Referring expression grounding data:
++++++

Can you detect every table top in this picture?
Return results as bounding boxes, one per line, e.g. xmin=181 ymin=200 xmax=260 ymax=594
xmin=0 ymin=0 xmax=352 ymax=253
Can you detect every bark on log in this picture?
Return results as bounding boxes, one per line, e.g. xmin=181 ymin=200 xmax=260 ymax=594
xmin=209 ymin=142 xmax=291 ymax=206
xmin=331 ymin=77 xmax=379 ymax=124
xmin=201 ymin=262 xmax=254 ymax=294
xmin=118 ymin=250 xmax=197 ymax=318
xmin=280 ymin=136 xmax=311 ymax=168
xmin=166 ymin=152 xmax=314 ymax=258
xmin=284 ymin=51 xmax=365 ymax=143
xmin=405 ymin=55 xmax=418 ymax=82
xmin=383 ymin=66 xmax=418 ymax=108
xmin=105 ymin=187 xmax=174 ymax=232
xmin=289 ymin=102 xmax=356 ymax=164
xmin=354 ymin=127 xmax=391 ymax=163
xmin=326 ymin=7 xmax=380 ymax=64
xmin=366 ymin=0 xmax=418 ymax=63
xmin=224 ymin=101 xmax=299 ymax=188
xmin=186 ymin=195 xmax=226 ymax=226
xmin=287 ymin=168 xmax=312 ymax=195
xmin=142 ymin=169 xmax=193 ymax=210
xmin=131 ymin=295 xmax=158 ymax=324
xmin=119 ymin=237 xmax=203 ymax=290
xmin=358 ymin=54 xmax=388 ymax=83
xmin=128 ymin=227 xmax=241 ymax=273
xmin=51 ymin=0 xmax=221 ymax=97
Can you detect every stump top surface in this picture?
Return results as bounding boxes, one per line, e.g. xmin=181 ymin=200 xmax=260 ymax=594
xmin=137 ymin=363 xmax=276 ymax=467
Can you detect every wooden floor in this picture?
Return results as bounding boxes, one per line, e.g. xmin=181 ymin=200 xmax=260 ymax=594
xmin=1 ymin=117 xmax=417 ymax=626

++++++

Exercise directions: Find every line above that includes the word "picture", then state how many there are and nothing more.

Reply to the task: 4